### Task instructions
Write back every record verbatim.

....

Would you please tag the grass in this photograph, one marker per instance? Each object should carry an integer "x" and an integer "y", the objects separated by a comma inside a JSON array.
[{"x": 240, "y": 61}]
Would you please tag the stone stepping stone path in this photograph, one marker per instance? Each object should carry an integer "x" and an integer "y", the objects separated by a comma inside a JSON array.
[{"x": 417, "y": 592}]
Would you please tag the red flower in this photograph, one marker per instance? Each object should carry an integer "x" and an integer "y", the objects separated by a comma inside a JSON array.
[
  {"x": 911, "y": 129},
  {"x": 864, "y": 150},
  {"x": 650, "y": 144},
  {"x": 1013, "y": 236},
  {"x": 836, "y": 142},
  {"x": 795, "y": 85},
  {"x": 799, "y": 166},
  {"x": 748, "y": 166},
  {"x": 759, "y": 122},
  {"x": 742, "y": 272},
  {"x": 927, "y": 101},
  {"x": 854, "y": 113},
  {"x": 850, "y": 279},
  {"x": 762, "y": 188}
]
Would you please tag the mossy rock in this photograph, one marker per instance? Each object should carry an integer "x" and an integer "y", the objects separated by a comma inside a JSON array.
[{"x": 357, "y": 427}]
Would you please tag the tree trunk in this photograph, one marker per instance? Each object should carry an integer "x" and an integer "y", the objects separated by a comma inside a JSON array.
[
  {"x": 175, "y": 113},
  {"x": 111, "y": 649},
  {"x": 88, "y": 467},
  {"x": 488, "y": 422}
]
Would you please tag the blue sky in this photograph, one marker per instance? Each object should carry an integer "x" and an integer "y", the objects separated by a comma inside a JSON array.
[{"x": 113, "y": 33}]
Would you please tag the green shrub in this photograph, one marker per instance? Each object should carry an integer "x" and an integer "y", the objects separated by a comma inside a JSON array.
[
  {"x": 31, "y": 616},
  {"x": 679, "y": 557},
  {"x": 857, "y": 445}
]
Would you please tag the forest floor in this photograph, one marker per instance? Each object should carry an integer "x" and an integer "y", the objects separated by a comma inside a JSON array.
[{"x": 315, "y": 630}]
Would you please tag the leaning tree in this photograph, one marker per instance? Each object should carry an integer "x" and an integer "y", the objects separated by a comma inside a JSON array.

....

### Result
Would you please tag the grass in this photograph, one marker per instance? Each object should carry an integer "x" and an integer "y", the objects separated by a comma inside a JSON array.
[{"x": 240, "y": 61}]
Would you please tag the stone stepping stone path in this photograph, one marker per instance? Each object should carry an integer "x" and an integer "y", the objects separated by a comma inside a JSON array.
[{"x": 417, "y": 592}]
Would you please tag the red flower in this photograph, one marker per instance? Each object should carry an integer "x" and an integer "y", the objects separated by a comma inside a JSON array.
[
  {"x": 911, "y": 129},
  {"x": 864, "y": 150},
  {"x": 650, "y": 144},
  {"x": 1013, "y": 236},
  {"x": 836, "y": 142},
  {"x": 795, "y": 85},
  {"x": 799, "y": 166},
  {"x": 748, "y": 166},
  {"x": 759, "y": 122},
  {"x": 742, "y": 272},
  {"x": 927, "y": 101},
  {"x": 854, "y": 113},
  {"x": 850, "y": 279},
  {"x": 762, "y": 188}
]
Would you please tag the mossy rock in this photograph, one marker per instance? Each object should carry an integer "x" and an integer "y", the objects separated by a comma inside a JSON array.
[{"x": 357, "y": 427}]
Would you please tag the tree trunk in this photograph, one marker per instance? Each object should carry an integer "x" and an integer "y", the objects separated by a comma inside a JSON array.
[
  {"x": 175, "y": 113},
  {"x": 111, "y": 649},
  {"x": 88, "y": 467},
  {"x": 488, "y": 422}
]
Would you please tag the blue sky in this photograph, one marker per instance? Each object should carry an integer "x" and an integer "y", the objects separated by a comma inside a JSON array.
[{"x": 113, "y": 33}]
Would you please tag the green shrub in this photograph, one marker per instance? Each object should carry an integer "x" and an integer "y", the objects separated by a comma inside a JSON array.
[
  {"x": 31, "y": 616},
  {"x": 679, "y": 557},
  {"x": 857, "y": 445}
]
Would you please tag the forest floor in this photograph, one marker per instance? Each object should carry an integer "x" and an integer "y", the objects separated by a comma inside a JSON array.
[{"x": 315, "y": 630}]
Would you please tag the leaning tree in this photograph, one marker per instance? Each object should carry an integer "x" and an integer "y", the objects separated by a comma inside a JSON array.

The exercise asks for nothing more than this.